▸ **Collection entries**:
>> start

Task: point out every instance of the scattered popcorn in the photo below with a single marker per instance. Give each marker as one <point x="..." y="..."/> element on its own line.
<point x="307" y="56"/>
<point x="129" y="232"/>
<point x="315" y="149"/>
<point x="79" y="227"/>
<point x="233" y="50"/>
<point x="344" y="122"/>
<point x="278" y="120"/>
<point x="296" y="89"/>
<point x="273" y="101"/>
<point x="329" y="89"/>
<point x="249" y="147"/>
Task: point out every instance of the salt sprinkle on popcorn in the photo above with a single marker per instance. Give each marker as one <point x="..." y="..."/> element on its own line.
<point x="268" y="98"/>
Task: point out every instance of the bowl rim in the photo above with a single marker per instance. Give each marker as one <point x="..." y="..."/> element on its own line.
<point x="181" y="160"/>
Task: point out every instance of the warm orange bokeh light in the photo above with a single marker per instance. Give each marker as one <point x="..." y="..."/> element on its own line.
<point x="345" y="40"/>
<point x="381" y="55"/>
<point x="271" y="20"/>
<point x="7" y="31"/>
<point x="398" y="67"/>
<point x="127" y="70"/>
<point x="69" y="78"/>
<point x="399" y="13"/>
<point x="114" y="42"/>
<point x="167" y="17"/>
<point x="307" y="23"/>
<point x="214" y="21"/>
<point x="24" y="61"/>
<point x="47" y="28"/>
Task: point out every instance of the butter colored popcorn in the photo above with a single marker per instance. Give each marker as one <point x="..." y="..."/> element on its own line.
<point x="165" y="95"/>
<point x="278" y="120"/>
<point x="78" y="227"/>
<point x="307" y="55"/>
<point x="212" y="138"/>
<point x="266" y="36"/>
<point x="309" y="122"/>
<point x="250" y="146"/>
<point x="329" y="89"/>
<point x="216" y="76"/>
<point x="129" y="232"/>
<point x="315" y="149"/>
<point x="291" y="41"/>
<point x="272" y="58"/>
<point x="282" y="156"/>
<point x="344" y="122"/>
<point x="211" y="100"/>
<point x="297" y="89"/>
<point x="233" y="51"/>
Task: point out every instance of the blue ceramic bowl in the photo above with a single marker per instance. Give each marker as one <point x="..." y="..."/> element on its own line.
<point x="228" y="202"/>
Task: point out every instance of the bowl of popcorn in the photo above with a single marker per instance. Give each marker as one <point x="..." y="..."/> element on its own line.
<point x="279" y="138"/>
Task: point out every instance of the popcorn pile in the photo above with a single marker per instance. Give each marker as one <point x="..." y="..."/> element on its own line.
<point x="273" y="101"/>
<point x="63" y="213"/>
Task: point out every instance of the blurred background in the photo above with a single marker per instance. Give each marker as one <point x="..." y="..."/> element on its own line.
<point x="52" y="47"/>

>> end

▸ **What you should do**:
Reproduce the listing above, substituting "mark each occurrence" for every occurrence of "point out every instance" and leaving all other text unchanged.

▸ **Written reply**:
Task: mark each occurrence of the scattered popcorn in the photo below with a single marker per instance. Give each marker as one <point x="..." y="..."/> element on its own line.
<point x="307" y="56"/>
<point x="129" y="232"/>
<point x="315" y="149"/>
<point x="79" y="227"/>
<point x="233" y="50"/>
<point x="344" y="122"/>
<point x="278" y="120"/>
<point x="296" y="89"/>
<point x="273" y="101"/>
<point x="329" y="89"/>
<point x="249" y="147"/>
Task: mark each occurrence of the salt sprinkle on popcorn in the photo above with a single marker per instance. Give each marker as one <point x="..." y="..."/> element on its own line.
<point x="268" y="98"/>
Task: mark each occurrence of the bowl rim in the photo above with a single marker per instance. Give each marker as one <point x="..." y="..."/> element on its own line.
<point x="181" y="160"/>
Task: mark each occurrence of the warm orange bokeh light in the photo above with a single marker per instance. Give each marker as one <point x="..." y="..."/> element on its own line.
<point x="345" y="40"/>
<point x="381" y="55"/>
<point x="271" y="20"/>
<point x="7" y="31"/>
<point x="398" y="67"/>
<point x="127" y="70"/>
<point x="69" y="78"/>
<point x="399" y="13"/>
<point x="114" y="42"/>
<point x="167" y="17"/>
<point x="307" y="23"/>
<point x="214" y="21"/>
<point x="24" y="61"/>
<point x="47" y="28"/>
Task: mark each occurrence of the butter colored popcorn in the photo above with a single marker per instance. Give each marker as one <point x="..." y="..."/> element on its own line.
<point x="165" y="95"/>
<point x="278" y="120"/>
<point x="78" y="227"/>
<point x="307" y="55"/>
<point x="212" y="138"/>
<point x="266" y="36"/>
<point x="309" y="122"/>
<point x="250" y="146"/>
<point x="329" y="89"/>
<point x="216" y="76"/>
<point x="129" y="232"/>
<point x="315" y="149"/>
<point x="291" y="41"/>
<point x="272" y="58"/>
<point x="282" y="156"/>
<point x="344" y="122"/>
<point x="211" y="100"/>
<point x="297" y="89"/>
<point x="233" y="51"/>
Task: mark each occurrence of the blue ceramic bowl in the photo above with a single marker per instance. Give each marker as one <point x="..." y="..."/> element on its own line.
<point x="228" y="202"/>
Task: mark each occurrence of the bowl of popcorn in the photo above with a single marker per instance. Give each marker as one <point x="..." y="..."/> element on its own line.
<point x="279" y="138"/>
Task: mark each occurrence of the popcorn pile in the photo above with a single marker per instance. Give each marker as one <point x="..." y="..."/> element on its own line.
<point x="273" y="101"/>
<point x="63" y="213"/>
Task: mark each occurrence of the blurred background in the photo above with a single marker per instance. Give each marker as one <point x="..." y="..."/> element on its own line.
<point x="52" y="47"/>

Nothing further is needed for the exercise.